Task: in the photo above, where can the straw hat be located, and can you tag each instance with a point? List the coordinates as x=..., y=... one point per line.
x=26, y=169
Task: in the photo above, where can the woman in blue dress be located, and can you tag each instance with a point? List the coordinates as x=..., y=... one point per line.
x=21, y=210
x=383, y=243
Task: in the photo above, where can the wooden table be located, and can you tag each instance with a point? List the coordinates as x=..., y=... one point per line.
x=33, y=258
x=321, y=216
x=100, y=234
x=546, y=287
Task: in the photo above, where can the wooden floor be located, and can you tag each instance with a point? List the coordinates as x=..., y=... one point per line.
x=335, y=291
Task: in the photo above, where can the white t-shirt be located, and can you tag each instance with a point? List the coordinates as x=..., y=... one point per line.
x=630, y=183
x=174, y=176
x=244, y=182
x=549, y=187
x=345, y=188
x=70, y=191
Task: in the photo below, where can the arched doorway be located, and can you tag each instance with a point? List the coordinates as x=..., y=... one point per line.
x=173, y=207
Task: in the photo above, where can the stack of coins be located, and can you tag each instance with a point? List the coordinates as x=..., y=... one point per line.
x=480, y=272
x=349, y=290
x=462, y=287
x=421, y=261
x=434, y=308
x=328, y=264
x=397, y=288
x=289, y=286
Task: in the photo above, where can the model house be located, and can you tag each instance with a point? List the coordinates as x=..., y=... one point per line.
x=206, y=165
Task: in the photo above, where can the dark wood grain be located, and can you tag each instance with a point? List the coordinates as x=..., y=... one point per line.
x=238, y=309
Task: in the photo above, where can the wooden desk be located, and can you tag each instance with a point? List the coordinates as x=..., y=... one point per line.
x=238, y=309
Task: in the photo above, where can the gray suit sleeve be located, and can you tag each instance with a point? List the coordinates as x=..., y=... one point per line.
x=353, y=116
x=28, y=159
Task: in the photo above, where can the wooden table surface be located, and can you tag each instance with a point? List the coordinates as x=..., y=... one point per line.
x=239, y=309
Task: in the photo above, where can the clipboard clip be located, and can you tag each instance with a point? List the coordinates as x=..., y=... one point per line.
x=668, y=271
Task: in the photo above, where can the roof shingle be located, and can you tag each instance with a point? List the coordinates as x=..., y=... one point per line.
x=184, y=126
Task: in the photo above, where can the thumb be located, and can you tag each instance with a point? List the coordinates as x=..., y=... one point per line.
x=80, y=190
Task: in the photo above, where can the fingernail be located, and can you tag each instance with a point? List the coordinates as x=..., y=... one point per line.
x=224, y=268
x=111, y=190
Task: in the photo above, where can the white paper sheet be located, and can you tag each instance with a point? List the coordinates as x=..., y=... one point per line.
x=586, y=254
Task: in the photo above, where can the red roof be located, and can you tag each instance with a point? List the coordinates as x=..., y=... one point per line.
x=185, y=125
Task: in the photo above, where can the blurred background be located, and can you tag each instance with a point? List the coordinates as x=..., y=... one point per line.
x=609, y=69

**Task details**
Can you give back, word for word, everything in the records from the line containing "Task: in the photo above, where can the wooden desk" down to the line containing "x=28, y=159", with both of those lines included?

**Answer**
Task: in the photo above, where can the wooden desk be located, and can you tag each instance with a point? List the coordinates as x=..., y=... one point per line.
x=238, y=309
Task: in the photo above, where can the gray suit sleeve be located, and can you tag each instance with a point? List the coordinates as x=..., y=... one point per line.
x=353, y=116
x=28, y=159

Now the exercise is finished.